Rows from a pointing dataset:

━━━━━━━━━━

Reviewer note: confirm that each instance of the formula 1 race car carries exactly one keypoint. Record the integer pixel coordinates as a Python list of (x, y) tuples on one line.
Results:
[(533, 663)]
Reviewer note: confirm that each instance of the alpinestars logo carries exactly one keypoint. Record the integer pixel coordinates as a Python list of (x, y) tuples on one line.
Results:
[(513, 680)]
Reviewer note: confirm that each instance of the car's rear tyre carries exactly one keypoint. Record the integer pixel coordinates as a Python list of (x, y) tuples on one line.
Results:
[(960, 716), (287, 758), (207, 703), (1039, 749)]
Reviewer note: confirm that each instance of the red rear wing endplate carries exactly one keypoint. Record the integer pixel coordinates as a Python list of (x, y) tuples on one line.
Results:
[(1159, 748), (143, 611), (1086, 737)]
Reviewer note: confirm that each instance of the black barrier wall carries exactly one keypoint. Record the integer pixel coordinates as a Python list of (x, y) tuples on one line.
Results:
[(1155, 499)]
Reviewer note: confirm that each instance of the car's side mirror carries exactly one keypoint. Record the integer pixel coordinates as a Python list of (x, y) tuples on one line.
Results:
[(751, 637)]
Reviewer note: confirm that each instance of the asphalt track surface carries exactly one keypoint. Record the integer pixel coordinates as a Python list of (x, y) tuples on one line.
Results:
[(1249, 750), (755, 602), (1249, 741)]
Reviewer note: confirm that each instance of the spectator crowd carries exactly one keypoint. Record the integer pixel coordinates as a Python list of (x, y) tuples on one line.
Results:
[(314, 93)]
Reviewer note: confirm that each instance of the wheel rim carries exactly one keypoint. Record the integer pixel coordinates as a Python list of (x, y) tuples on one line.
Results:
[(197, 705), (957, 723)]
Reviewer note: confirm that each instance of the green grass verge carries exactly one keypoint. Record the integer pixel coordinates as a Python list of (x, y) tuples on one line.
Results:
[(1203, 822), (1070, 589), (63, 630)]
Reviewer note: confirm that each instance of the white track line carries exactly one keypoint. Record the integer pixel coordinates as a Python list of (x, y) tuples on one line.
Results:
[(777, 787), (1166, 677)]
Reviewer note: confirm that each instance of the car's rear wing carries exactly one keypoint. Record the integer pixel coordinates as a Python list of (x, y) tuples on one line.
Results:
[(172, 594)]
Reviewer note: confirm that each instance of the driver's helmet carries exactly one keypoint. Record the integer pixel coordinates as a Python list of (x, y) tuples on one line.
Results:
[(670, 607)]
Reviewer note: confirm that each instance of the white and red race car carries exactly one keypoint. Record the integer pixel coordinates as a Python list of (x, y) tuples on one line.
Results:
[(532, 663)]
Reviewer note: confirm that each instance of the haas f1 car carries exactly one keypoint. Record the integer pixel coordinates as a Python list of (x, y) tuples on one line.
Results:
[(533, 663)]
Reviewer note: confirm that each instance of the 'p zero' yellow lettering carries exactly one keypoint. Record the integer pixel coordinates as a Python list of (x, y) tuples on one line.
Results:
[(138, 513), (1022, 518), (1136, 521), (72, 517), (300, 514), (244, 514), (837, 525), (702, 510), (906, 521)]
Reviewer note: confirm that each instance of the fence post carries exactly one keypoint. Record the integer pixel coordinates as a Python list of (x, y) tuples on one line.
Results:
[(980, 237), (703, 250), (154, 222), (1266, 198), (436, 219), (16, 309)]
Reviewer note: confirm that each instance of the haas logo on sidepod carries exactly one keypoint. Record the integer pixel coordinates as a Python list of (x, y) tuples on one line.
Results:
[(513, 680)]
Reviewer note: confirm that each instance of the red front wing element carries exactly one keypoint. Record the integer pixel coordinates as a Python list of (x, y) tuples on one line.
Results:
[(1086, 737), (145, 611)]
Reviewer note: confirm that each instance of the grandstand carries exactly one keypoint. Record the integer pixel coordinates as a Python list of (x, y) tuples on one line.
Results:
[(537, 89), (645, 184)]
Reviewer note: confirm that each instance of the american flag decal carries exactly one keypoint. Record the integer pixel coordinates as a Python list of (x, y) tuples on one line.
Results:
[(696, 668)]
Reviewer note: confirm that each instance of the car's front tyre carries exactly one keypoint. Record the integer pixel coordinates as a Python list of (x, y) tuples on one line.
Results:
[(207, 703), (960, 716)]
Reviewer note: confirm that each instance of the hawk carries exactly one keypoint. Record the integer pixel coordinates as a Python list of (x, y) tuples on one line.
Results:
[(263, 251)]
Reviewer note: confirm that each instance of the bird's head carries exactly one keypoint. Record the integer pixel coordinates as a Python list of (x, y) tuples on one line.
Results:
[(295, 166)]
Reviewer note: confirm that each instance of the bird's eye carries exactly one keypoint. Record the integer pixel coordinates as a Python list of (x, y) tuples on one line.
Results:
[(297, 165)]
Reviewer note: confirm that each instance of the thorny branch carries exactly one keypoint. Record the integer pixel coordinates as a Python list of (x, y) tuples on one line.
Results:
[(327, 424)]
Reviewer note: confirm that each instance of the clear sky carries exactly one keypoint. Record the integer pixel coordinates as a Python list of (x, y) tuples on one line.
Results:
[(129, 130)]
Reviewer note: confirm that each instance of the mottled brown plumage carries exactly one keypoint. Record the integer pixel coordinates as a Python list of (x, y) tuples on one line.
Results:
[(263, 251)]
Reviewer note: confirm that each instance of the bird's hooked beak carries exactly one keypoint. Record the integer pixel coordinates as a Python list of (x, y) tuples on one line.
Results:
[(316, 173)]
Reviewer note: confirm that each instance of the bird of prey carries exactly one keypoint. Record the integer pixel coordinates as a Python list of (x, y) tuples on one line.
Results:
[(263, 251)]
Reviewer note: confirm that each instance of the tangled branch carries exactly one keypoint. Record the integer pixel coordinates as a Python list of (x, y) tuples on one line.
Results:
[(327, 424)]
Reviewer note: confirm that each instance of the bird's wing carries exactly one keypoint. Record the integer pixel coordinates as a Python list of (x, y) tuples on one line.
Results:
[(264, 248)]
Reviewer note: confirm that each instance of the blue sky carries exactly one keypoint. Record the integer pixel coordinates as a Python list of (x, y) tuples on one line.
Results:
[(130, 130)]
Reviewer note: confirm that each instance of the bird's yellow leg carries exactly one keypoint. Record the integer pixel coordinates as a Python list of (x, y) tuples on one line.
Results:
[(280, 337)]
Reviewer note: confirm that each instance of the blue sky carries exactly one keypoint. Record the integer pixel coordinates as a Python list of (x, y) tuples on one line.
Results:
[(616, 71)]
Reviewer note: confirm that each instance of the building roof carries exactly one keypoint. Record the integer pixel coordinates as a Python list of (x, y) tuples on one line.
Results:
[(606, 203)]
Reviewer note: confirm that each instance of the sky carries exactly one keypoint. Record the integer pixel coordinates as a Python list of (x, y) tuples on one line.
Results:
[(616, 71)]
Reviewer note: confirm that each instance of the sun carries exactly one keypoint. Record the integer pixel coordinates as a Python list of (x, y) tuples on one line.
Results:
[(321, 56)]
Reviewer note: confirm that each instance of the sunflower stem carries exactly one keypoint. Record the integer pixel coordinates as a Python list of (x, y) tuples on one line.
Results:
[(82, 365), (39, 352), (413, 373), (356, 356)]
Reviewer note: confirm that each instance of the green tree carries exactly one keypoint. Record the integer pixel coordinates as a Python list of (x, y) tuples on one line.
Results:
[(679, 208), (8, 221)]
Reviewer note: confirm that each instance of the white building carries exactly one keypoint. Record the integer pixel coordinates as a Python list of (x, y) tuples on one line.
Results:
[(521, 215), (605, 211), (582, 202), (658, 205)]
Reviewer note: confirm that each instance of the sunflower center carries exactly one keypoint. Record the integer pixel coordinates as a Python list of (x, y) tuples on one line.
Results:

━━━━━━━━━━

> Required work
Retype the data exactly as given.

> Response to the task
Reviewer note: confirm that each instance of the formula 1 race car carries exactly one keypoint. Record the integer pixel coordinates as a Python list of (x, y) tuples on one line.
Results:
[(533, 663)]
Reviewer note: confirm that each instance of the alpinestars logo carries exactly one keypoint. Record the integer pixel coordinates as a Python list of (x, y) tuples on one line.
Results:
[(513, 680)]
Reviewer note: confirm that each instance of the car's rear tyre carries exactly one keypoint. Record the integer pixel coordinates as a Python list of (x, y) tuples on one line.
Results:
[(960, 716), (287, 758), (207, 703), (1039, 749)]
Reviewer note: confirm that each instance of the red rear wing endplate carries exactly one keypoint. Record the integer pixel coordinates as a Python list of (x, y) tuples on one line.
Results:
[(1159, 748), (143, 611), (1086, 737)]
Reviewer note: confirm that each instance of the black barrier wall carries exactly one keypoint. Record the integer pixel coordinates as a Python list of (x, y) tuples on one line.
Results:
[(1155, 499)]
Reviewer note: confirm that each instance of the car's side mirror carries exactly one keypoint. Record the integer pixel coordinates as a Python list of (x, y) tuples on one line.
Results:
[(751, 637)]
Reviewer note: confirm that each instance of the asphalt track surface carries exactly one keypoint. Record the integer pixel coordinates as a Python list of (x, y) tuples on one line.
Results:
[(1249, 750), (755, 602), (1249, 741)]
Reviewer note: confirm that each instance of the spectator crowd carries exactly one keypoint. Record the integer pixel coordinates as a Python list of (x, y) tuples on one line.
Results:
[(314, 93)]
Reviewer note: confirm that each instance of the wheel rim carries exactly one keypoint. Record the integer pixel coordinates as a Python list of (x, y) tuples on one line.
Results:
[(197, 705), (957, 723)]
Reviewer note: confirm that each instance of the green grass verge carries exactly one keypoint. Record the integer pixel coordinates as a Python list of (x, y) tuples on one line.
Results:
[(1203, 822), (1070, 589), (63, 630)]
Reviewer note: confirm that each instance of the white track line carries exactly one keypoint. Record the integer pixel coordinates as a Python list of (x, y) tuples on one line.
Results:
[(777, 787), (1166, 677)]
Reviewer note: confirm that each instance of the car's rear wing carries exactly one keypoint. Record the integer pixel coordinates as a Python list of (x, y) tuples on one line.
Results:
[(172, 594)]
Reviewer note: confirm that each instance of the driver's helmet carries exactly one keypoint. Record the integer pixel coordinates as a Python list of (x, y) tuples on one line.
Results:
[(670, 607)]
Reviewer note: confirm that each instance of the white and red race car carries exactly one keypoint. Record the integer pixel coordinates as a Python list of (x, y) tuples on one line.
Results:
[(532, 663)]
Reviewer note: confirm that each instance of the haas f1 car carries exactly one keypoint. Record the integer pixel coordinates as a Python list of (x, y) tuples on one line.
Results:
[(533, 663)]
Reviewer note: confirm that each instance of the 'p zero' yellow lettering carries exactly one keypoint. Record the integer pixel coordinates as a Python list of (x, y) tuples on one line.
Results:
[(138, 513), (1022, 518), (1136, 521), (72, 517), (300, 514), (244, 514), (837, 525), (702, 510), (906, 521)]
Reviewer note: confirm that each instance of the fence post carries exactly one keypoint. Record the integer pixel coordinates as a Python list of (x, y) tuples on one line.
Results:
[(980, 237), (703, 250), (154, 222), (1266, 198), (436, 219), (16, 309)]
Reviewer note: confirm that each instance of the haas logo on sidepod carries exactly one keypoint. Record the integer pixel coordinates as a Python list of (x, y) tuples on one line.
Results:
[(513, 680)]
Reviewer note: confirm that each instance of the red front wing element carries exactly one keypoint. Record the integer pixel coordinates as a Python list of (x, y) tuples on one line.
Results:
[(1086, 737), (145, 611)]
Reviewer note: confirm that each instance of the grandstand carries exactly one keypoint. Record the integer pixel coordinates as a Python list of (x, y) tuples on one line.
Results:
[(537, 89), (645, 184)]
Reviewer note: confirm that each instance of the american flag decal carries exactly one keypoint. Record the integer pixel coordinates as a Python list of (x, y) tuples on one line.
Results:
[(696, 668)]
Reviewer note: confirm that each instance of the car's front tyre carries exactly one keypoint. Record the integer pixel coordinates as a Python list of (x, y) tuples on one line.
Results:
[(207, 703), (960, 716)]
Reviewer note: confirm that each instance of the hawk carries exactly one keypoint. Record the integer pixel coordinates as a Python list of (x, y) tuples on one line.
Results:
[(263, 251)]
Reviewer note: confirm that each instance of the bird's head carries exactly one keypoint. Record the integer pixel coordinates as a Python list of (x, y) tuples on one line.
Results:
[(295, 166)]
Reviewer note: confirm that each instance of the bird's eye carries exactly one keypoint. Record the integer pixel coordinates as a Python list of (x, y) tuples on one line.
Results:
[(297, 165)]
Reviewer note: confirm that each instance of the thorny branch carries exactly one keypoint. Record the integer pixel coordinates as a Python list of (x, y) tuples on one line.
Results:
[(327, 424)]
Reviewer note: confirm that each instance of the clear sky carries exactly one keypoint. Record the integer pixel coordinates as a Python list of (x, y) tuples on one line.
Results:
[(129, 130)]
Reviewer note: confirm that each instance of the mottled brown plumage carries exactly one keypoint. Record the integer pixel coordinates as a Python list of (x, y) tuples on one line.
Results:
[(263, 251)]
Reviewer note: confirm that each instance of the bird's hooked beak carries exactly one keypoint. Record the integer pixel coordinates as a Python list of (x, y) tuples on one line.
Results:
[(316, 173)]
Reviewer note: confirm that each instance of the bird of prey carries exactly one keypoint. Record the integer pixel coordinates as a Python list of (x, y) tuples on one line.
Results:
[(263, 251)]
Reviewer note: confirm that each instance of the tangled branch carries exactly one keypoint. Record the integer pixel coordinates as a Python list of (x, y) tuples on one line.
Results:
[(327, 424)]
Reviewer note: confirm that each instance of the bird's wing carries exactly one keypoint. Record the integer pixel coordinates as a Python list of (x, y) tuples on one line.
Results:
[(264, 248)]
Reviewer note: confirm that each instance of the blue sky carries exactly one keypoint. Record the integer pixel coordinates as a Python list of (x, y) tuples on one line.
Results:
[(130, 130)]
Reviewer note: confirm that each instance of the bird's yellow leg carries exactly one keypoint. Record the integer pixel coordinates as a Python list of (x, y) tuples on one line.
Results:
[(280, 337)]
Reviewer note: confirm that each instance of the blue sky carries exactly one keypoint. Record the integer pixel coordinates as a Python list of (x, y) tuples on one line.
Results:
[(616, 71)]
Reviewer note: confirm that each instance of the building roof carries exactly one keypoint. Record the integer pixel coordinates as a Python list of (x, y) tuples on one line.
Results:
[(606, 203)]
Reviewer note: confirm that each instance of the sky carries exactly one keypoint. Record the integer pixel coordinates as a Python list of (x, y) tuples on one line.
Results:
[(616, 71)]
Reviewer note: confirm that each instance of the sun carries exactly one keypoint. Record the integer pixel coordinates as a Python list of (x, y) tuples on one line.
Results:
[(321, 56)]
Reviewer note: confirm that each instance of the sunflower stem carries exactly one keypoint. Record the integer pixel coordinates as a Python list of (x, y) tuples on one line.
Results:
[(82, 365), (39, 352), (413, 373), (356, 356)]
Reviewer note: confirm that each instance of the green tree carries exactly one keypoint. Record the integer pixel coordinates as a Python list of (x, y) tuples on one line.
Results:
[(679, 208), (8, 221)]
Reviewer note: confirm that each instance of the white building carries exactly one keypoint. Record the integer pixel coordinates as a Python list of (x, y) tuples on one line.
Results:
[(521, 215), (605, 211), (582, 202), (658, 205)]
Reviewer note: confirm that each instance of the sunflower center carries exactly one keypoint. Record the integer pixel coordinates as a Python list of (x, y) tuples on one line.
Results:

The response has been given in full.